--- Excerpted data ---

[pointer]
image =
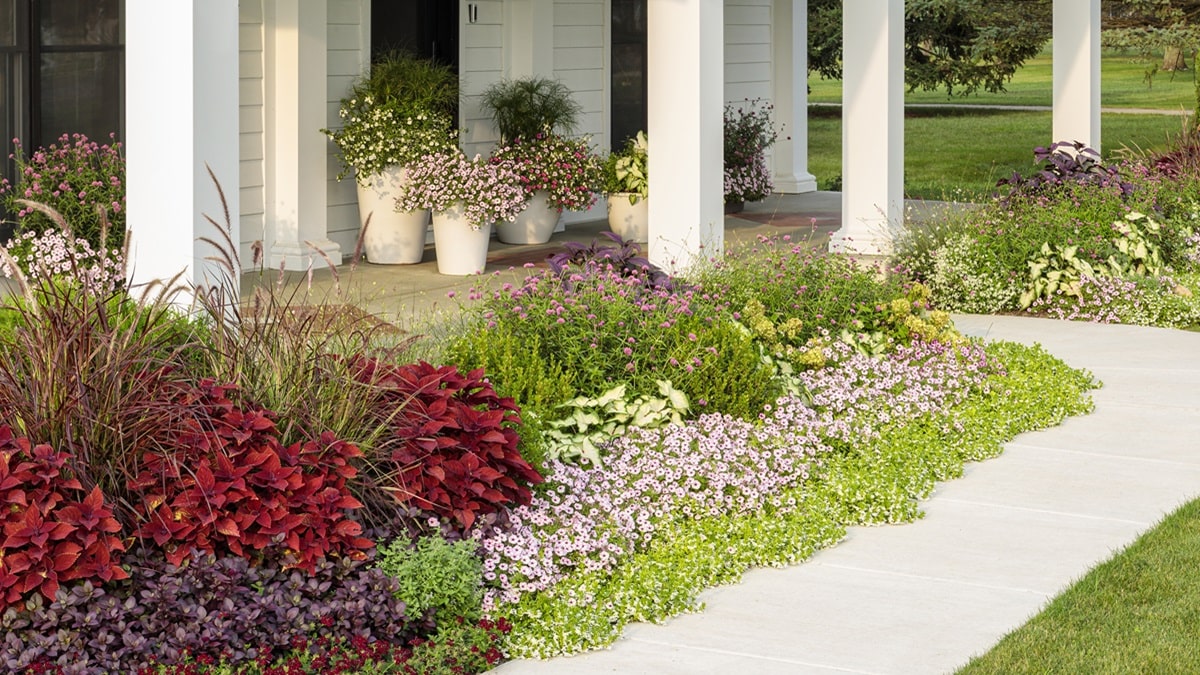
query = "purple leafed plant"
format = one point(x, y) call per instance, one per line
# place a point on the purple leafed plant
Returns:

---

What needs to be done: Can you lay out all of these lines as a numbered list, skipping blank lines and leaving the pictures out of your answer?

Finished answer:
1. [pointer]
2. image =
3. query = "purple leafed plant"
4. format = one point(x, y) call per instance, one per line
5. # place a point on the purple leafed plant
6. Returns:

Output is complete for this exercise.